▸ **REQUIRED TASK**:
Copy the lines from the start of the records through the line containing "[416,121,438,188]", inclusive, reproducing each one with no changes.

▸ **Annotated coordinate records**:
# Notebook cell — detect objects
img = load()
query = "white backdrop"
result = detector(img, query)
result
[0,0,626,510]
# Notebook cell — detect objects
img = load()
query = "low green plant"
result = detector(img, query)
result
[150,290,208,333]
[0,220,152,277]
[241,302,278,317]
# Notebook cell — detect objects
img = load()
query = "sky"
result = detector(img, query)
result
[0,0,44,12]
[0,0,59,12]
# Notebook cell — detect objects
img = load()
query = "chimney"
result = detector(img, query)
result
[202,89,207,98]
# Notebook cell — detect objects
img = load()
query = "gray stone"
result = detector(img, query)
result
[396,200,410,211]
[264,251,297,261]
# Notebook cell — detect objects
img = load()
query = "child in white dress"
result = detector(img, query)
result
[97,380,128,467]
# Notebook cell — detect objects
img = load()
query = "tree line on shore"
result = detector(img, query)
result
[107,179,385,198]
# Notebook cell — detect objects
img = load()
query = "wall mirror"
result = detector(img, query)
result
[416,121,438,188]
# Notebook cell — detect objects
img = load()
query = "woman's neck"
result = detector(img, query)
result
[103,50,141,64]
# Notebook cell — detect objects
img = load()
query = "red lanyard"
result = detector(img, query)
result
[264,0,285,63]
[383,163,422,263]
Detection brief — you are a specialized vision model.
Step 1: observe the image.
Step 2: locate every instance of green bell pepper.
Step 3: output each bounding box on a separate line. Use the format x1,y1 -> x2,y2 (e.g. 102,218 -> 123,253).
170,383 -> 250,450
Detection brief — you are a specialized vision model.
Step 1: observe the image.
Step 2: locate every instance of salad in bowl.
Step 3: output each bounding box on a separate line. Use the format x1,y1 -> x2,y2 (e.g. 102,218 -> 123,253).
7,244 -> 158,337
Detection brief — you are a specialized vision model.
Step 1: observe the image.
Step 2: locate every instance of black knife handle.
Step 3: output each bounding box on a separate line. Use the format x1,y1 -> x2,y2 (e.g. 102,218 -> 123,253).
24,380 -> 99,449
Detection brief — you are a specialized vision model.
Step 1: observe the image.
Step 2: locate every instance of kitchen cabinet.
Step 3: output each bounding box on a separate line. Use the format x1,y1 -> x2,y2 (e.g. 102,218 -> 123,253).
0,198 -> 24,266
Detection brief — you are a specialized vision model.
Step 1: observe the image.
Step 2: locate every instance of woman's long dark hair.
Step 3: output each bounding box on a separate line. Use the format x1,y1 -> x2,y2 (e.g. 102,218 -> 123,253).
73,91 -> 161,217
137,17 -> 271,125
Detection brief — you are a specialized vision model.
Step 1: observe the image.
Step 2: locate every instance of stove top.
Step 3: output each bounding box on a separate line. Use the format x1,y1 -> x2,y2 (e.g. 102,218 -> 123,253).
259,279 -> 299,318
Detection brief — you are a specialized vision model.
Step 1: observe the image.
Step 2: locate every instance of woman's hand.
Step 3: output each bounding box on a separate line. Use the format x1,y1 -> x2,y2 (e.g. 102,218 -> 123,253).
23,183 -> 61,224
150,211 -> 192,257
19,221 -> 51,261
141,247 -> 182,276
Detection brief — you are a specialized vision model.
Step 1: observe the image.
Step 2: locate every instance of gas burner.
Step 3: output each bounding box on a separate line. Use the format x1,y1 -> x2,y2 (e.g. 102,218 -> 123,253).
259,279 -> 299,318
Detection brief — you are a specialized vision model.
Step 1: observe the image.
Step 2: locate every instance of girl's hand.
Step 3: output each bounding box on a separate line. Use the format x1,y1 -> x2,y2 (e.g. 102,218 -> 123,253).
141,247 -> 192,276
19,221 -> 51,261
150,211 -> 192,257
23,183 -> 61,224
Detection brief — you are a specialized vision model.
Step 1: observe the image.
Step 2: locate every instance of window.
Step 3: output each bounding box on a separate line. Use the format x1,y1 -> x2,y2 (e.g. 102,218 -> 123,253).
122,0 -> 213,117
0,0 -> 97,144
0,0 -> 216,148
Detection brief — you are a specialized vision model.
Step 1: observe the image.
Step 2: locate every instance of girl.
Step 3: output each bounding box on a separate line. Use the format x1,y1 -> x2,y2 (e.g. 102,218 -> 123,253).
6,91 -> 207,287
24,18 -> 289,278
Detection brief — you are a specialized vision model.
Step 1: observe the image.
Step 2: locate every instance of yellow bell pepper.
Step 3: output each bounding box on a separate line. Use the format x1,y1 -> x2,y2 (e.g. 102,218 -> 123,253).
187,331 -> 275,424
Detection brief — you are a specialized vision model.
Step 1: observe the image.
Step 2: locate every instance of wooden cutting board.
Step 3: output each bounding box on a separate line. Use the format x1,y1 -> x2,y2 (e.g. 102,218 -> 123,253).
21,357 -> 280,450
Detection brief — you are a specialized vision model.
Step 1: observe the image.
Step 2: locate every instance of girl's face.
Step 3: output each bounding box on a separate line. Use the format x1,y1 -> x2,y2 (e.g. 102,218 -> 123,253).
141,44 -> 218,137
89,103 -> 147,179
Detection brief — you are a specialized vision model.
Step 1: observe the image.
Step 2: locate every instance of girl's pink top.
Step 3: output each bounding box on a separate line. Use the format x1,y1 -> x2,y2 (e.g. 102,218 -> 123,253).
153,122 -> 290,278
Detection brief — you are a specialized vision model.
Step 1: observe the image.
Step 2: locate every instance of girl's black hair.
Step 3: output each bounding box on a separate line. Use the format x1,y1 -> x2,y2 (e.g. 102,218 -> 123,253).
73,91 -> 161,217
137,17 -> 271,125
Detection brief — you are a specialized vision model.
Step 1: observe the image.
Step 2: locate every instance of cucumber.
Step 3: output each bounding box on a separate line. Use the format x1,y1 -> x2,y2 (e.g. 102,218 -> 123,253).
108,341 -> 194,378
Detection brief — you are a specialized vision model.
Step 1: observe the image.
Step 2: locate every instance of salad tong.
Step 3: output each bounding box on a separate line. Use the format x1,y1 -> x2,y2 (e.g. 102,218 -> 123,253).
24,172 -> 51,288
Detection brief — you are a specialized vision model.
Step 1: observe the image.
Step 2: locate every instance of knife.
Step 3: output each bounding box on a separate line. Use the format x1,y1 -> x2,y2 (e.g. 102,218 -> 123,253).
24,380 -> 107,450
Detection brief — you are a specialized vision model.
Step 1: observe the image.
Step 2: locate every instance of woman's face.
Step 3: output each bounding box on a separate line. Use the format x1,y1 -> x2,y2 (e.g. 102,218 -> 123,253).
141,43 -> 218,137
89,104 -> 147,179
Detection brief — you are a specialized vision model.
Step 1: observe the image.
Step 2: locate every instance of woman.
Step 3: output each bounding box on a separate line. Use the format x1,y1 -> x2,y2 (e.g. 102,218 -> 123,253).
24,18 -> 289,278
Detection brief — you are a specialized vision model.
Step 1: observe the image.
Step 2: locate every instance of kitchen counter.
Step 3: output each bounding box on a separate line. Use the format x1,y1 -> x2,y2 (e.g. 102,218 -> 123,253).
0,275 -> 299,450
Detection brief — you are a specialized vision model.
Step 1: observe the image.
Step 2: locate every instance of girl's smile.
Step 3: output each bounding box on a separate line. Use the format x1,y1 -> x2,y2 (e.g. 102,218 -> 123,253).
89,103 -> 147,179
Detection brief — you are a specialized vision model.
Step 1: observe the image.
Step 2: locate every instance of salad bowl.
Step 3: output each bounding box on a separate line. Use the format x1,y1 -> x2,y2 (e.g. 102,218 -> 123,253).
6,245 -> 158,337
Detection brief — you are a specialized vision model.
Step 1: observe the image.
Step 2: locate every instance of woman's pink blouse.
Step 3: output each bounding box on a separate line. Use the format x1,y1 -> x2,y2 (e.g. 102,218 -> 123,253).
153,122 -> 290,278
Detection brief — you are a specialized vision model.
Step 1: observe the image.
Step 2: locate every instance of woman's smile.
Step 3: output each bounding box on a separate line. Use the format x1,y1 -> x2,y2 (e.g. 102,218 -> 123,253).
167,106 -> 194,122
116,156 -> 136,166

▸ **FINAL RESULT**:
# Notebook cell — detect objects
img = load()
query = "white backdrop"
result = detector(img, query)
result
[0,0,626,510]
# Notebook cell — detect objects
img = load()
query = "low green plant"
result = detector(img, query)
result
[150,290,208,333]
[0,220,152,277]
[241,302,278,317]
# Notebook cell — detect objects
img = load()
query = "sky"
result = detector(img, query)
result
[0,0,44,12]
[0,0,59,12]
# Notebook cell — detect objects
img = load()
query = "chimney"
result = detector(img, query)
result
[202,89,207,98]
# Notebook cell — detect objects
img = load()
query = "gray stone"
result = detector(img, query)
result
[396,200,410,211]
[264,251,297,261]
# Notebook cell — detect objects
img = load()
query = "child in white dress"
result = detector(img, query)
result
[97,380,128,467]
# Notebook cell — detect objects
img = load()
query = "tree line on shore"
result = detector(img, query)
result
[107,179,385,198]
# Notebook cell — detect objects
img = load()
query = "wall mirror"
result = detector(img, query)
result
[416,121,438,188]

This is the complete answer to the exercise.